**Natural language region descriptions**
--*--

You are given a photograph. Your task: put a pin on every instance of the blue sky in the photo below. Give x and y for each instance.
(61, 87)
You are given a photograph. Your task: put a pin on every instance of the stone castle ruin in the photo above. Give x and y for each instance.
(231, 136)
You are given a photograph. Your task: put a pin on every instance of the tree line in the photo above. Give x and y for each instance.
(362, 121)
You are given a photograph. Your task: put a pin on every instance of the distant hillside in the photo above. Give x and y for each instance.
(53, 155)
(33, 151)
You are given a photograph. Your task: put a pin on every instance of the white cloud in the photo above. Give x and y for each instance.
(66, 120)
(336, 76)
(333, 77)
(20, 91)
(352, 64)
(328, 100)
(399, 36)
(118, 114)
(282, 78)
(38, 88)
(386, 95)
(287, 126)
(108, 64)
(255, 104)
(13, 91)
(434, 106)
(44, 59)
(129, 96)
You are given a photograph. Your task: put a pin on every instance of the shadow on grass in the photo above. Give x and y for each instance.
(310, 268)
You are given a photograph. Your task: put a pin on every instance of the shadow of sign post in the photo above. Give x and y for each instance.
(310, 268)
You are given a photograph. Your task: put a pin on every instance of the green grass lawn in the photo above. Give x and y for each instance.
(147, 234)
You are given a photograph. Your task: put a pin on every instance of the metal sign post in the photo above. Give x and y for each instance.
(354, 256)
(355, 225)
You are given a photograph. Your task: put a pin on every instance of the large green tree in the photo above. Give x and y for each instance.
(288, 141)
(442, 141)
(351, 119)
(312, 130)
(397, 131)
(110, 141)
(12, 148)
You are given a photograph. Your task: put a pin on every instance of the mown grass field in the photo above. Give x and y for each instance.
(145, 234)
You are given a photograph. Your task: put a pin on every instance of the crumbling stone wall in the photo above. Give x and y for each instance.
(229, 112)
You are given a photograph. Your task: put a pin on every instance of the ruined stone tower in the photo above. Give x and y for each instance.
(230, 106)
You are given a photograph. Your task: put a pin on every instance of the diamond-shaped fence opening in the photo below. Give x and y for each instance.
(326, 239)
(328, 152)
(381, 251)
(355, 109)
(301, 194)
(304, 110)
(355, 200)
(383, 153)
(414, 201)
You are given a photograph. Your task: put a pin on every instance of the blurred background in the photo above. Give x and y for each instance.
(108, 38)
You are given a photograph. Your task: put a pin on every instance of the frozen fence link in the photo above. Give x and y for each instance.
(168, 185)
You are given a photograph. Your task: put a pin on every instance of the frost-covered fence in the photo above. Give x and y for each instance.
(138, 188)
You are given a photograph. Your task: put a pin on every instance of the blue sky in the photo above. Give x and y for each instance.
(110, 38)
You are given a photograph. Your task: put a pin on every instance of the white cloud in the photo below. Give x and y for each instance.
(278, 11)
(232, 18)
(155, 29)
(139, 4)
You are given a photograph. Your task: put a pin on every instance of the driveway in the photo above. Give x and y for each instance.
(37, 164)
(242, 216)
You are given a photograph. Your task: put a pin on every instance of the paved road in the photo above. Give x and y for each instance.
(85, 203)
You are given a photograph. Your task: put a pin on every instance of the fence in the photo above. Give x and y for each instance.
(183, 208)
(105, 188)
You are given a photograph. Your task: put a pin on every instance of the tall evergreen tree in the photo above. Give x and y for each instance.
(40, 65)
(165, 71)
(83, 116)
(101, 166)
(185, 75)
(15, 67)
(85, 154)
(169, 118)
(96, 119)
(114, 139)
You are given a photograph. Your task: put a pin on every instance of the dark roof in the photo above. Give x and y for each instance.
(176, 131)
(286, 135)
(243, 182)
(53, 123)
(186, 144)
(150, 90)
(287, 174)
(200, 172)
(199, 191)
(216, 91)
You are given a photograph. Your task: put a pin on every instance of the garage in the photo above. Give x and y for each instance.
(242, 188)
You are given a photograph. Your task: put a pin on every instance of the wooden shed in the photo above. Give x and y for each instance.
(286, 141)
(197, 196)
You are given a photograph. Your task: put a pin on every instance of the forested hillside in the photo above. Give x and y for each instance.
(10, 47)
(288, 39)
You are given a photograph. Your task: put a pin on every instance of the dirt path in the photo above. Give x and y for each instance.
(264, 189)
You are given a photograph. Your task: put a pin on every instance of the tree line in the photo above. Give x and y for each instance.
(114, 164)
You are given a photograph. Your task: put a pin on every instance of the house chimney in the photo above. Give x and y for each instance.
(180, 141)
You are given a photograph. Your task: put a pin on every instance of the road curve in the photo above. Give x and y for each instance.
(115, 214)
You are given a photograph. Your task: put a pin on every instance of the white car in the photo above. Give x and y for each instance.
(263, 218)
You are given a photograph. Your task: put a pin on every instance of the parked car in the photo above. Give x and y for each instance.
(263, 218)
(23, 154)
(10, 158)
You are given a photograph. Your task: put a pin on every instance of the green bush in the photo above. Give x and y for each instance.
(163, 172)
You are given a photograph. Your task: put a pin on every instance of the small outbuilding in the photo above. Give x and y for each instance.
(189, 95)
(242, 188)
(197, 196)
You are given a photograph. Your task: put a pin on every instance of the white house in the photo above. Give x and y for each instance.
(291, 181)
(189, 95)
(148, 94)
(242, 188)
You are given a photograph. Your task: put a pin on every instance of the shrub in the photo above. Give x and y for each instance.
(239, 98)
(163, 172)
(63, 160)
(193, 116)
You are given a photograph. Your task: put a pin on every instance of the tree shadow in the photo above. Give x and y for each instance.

--*--

Write out the full set of records exactly as given.

**Solution to this task**
You are given a photograph. Your task: put a pin on every instance of the blue sky in the photo below. Give x and y for each instance.
(61, 87)
You are given a photograph. Your task: put a pin on every instance of the stone castle ruin in the photo above. Give x and y for each instance.
(231, 136)
You are given a photograph. Your task: put a pin on every instance of the tree line in the photo above. Give x and y for each instance.
(362, 121)
You are given a photograph. Your task: put a pin on every instance of the distant hillside in the photo above. Give x and y for each instance.
(53, 155)
(33, 151)
You are given a photograph. Your task: put a pin on every instance of the white cloud in the photo above. Give x and y for each instance.
(66, 120)
(336, 76)
(333, 77)
(20, 91)
(352, 64)
(328, 100)
(399, 36)
(118, 114)
(282, 78)
(38, 88)
(386, 95)
(287, 126)
(108, 64)
(255, 104)
(13, 91)
(434, 106)
(44, 59)
(129, 96)
You are given a photograph. Your task: put a pin on every instance of the shadow on grass in the photo above. Give x and y for each instance.
(310, 268)
You are given a photograph. Your task: put a pin on every instance of the shadow of sign post in the photo above. Give x and y for each instance.
(310, 268)
You are given a photograph. Your task: put a pin on every instance of the green grass lawn in the photo above. Give x and y for each instance.
(147, 234)
You are given a photograph. Your task: put a pin on every instance of the metal sign post in the photo above. Give x and y for each instance.
(354, 256)
(355, 225)
You are given a photograph. Your task: put a pin on every instance of the large green tree in the photo above. Give x and y for each instance.
(288, 141)
(442, 141)
(351, 119)
(312, 130)
(397, 131)
(110, 141)
(12, 148)
You are given a photograph. Your task: put a pin on every instance of the mown grass field in the photo above. Give x and y for each instance.
(145, 234)
You are given a photograph. Your task: put a pin on every instance of the crumbling stone wall in the photo above. Give x and y for each instance.
(229, 112)
You are given a photograph. Your task: put a pin on every instance of the ruined stone tower in the photo above. Give x and y for each instance.
(230, 106)
You are given a photograph. Your task: put a pin on every instance of the diamond-shaped fence opening in the photo below. Give x and y for each instance.
(326, 239)
(328, 152)
(381, 251)
(355, 109)
(301, 194)
(304, 110)
(355, 200)
(383, 153)
(414, 201)
You are given a photograph. Your task: put a pin on every instance of the blurred background in the photo above. Give x and y for each instance.
(108, 38)
You are given a photograph. Your task: put a pin on every instance of the frozen fence link in the photo above. Give x and y for each instance.
(168, 185)
You are given a photograph. Your task: put a pin on every instance of the frost-covered fence in the photo above. Give x and y for each instance.
(138, 188)
You are given a photograph. Your task: put a pin on every instance of the blue sky in the photo above. Give x and y for each instance.
(110, 38)
You are given a photograph. Your task: put a pin on every instance of the white cloud in the photo below. Give x and y for each instance.
(278, 11)
(232, 18)
(155, 29)
(139, 4)
You are given a photograph. Your task: put a pin on every instance of the driveway in the photo above. Give x and y for each instance.
(37, 164)
(242, 216)
You are given a photograph. Your task: put a pin on every instance of the paved road in the photo above. Give x and y for each instance.
(85, 203)
You are given a photograph. Your task: put a pin on every instance of the fence in the photo above. Give x and y for each instance.
(183, 208)
(105, 188)
You are given a photograph. Your task: put a pin on every instance of the tall evergreen tree in the photo above. Give x and y for each instance.
(40, 65)
(165, 71)
(83, 116)
(101, 166)
(185, 75)
(15, 67)
(85, 154)
(169, 118)
(96, 119)
(114, 139)
You are given a photograph. Your task: put a pin on every instance of the dark roof in the photo above. Give x and y for each instance.
(176, 131)
(286, 135)
(243, 182)
(53, 123)
(186, 144)
(150, 90)
(287, 174)
(200, 172)
(199, 191)
(216, 91)
You are given a photograph. Your task: put a pin on every instance of the garage in the photo above. Give x and y for each instance.
(242, 188)
You are given a photograph. Your task: put a pin on every instance of the wooden shed in the photo above. Give x and y for each instance.
(286, 141)
(197, 196)
You are given a photograph. Your task: put a pin on every instance of the forested hillside in the photo above. Give x and y for each instance.
(10, 47)
(288, 39)
You are given a photograph. Your task: put a pin on every instance of the dirt path in the photo above. Give x and y for each instance.
(264, 189)
You are given a photograph. Your task: put a pin on every instance of the tree line in the photo above. Give x and y for each instance.
(114, 164)
You are given a photograph. Your task: put a pin on every instance of the house chimney in the photo above. Give x and y for each instance.
(180, 141)
You are given a photograph. Your task: put a pin on every instance of the road curve in the photo above. Give x and y for each instance.
(115, 214)
You are given a photograph. Your task: put a pin on every instance of the white car in the photo above. Give x and y for each instance.
(263, 218)
You are given a photograph. Your task: put a pin on every instance of the parked car in the photo above. Give x and y for each instance.
(263, 218)
(23, 154)
(10, 158)
You are given a photograph. Your task: put a pin on every instance of the green bush in the photo above. Give x and y for each instance.
(163, 172)
You are given a photograph. Your task: put a pin on every instance of the small outbuilding in the photo above. Give x and y for each instance.
(189, 95)
(242, 188)
(197, 196)
You are given a photograph. Your task: put a pin on every instance of the white house in the photo above. Give x and y for each instance.
(291, 181)
(189, 95)
(148, 94)
(242, 188)
You are given a photograph. Your task: put a pin on every instance of the shrub in the photo above. Give x and y for each instance.
(239, 98)
(163, 172)
(63, 160)
(193, 116)
You are given a photograph. Your task: put a pin on every instance of the tree shadow in the photo above. Give x and y for each instance.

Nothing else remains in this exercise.